According to an AFP story on November 19, 2005, Mr. Bush attended
a service at one of the official communist-regulated churches. Afterwards,
he announced his "...hope that the government of China will not fear
Christians who gather to worship openly."
Since such statements are not casually tossed off without review by
the State Department, the president's precise wording is intriguing. First,
he's being oh so diplomatic: hoping rather than demanding. More interesting
are the words "who gather to worship openly." Of course, those who are
most vigorously persecuted in the PRC are those who dare not worship
openly, and instead hold services in their homes. Many of those people are
in jail right now, being tortured along with those who dare to print Bibles.
The point of this column is not that I think our government should
browbeat the PRC's rulers until they denounce tyranny and institute
religious and other liberty. That approach wouldn't work in any case. Only a
revolution among the Chinese people themselves, actually removing their
oppressors, will ever win them their freedom. My reason for bringing this
story up is to point out the contrast with the administration's behavior a
week later in the United Arab Emirates.
BBC News reported on November 29, 2005 that UAE police had
arrested 26 homosexual men preparing for a "gay" wedding in a hotel in
Ghantut. Of the catch, four were foreign and would probably be deported.
The other 22, citizens of the UAE, would be charged with homosexual
activity, which is illegal in that country. UAE law provides for voluntary
hormone and psychotherapy treatments in an attempt to reverse homosexual
orientation, and some of the men may agree to be subjected to that treatment
as part of a plea bargain.
Our government's reaction might be described as strident. According
to the BBC article, "US State Department spokesman Sean McCormack said
his government condemned both the arrests and government-ordered
hormone and psychological treatment. 'We call on the government of the
United Arab Emirates to immediately stop any ordered hormone and
psychological treatment and to comply with the standards of international
law,' he said."

▶ Problem
According to the document excerpt, which US State Department spokesman condemned the arrests in the United Arab Emirates?

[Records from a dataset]
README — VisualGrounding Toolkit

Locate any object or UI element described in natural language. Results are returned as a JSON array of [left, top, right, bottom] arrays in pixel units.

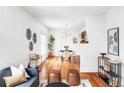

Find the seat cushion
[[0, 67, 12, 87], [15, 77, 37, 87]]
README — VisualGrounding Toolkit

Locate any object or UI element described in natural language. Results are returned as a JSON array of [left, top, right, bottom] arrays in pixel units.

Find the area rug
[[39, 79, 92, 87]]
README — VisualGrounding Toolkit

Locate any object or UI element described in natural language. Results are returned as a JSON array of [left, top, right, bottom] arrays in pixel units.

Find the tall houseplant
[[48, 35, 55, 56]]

==

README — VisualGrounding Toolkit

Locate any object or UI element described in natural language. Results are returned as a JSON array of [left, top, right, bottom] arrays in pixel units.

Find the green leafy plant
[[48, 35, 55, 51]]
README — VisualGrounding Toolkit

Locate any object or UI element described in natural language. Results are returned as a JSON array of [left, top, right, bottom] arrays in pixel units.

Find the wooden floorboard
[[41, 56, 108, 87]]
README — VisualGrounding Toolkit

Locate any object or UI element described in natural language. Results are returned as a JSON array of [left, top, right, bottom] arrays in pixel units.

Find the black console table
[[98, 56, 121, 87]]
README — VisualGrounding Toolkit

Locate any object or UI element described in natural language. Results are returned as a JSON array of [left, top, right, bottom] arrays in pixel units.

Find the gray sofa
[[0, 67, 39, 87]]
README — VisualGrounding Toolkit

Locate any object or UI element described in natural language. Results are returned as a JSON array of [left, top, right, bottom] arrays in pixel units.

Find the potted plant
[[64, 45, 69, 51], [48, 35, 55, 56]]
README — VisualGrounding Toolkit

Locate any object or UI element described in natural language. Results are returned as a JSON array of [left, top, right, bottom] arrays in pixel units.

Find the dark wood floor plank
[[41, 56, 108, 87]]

--

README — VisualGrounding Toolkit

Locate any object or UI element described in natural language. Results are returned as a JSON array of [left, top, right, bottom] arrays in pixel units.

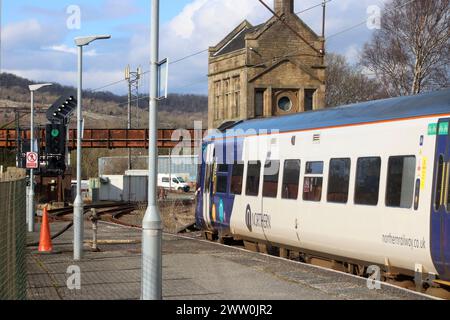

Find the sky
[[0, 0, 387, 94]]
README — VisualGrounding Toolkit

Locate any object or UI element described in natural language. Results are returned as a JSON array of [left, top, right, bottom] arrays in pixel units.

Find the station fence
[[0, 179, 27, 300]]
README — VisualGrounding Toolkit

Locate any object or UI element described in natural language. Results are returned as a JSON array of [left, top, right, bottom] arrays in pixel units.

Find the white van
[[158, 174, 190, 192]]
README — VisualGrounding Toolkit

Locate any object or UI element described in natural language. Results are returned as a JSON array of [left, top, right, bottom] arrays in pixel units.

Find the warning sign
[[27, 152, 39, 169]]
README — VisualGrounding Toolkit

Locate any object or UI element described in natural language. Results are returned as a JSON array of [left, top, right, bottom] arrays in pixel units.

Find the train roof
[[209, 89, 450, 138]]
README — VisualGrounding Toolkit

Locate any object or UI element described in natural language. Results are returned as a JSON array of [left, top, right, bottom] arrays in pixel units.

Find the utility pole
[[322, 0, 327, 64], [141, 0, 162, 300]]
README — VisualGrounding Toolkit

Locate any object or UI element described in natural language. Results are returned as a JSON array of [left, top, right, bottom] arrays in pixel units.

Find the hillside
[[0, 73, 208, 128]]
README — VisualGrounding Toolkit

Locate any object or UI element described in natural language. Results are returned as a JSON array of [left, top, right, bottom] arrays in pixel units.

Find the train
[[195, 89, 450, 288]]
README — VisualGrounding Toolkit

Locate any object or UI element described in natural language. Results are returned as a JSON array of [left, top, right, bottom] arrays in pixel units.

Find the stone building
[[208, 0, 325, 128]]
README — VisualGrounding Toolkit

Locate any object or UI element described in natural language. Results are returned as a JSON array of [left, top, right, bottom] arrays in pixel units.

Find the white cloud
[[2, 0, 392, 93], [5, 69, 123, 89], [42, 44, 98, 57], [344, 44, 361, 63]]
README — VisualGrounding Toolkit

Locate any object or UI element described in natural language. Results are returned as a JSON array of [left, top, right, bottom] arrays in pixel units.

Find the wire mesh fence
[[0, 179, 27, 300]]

▶ Your response
Sean McCormack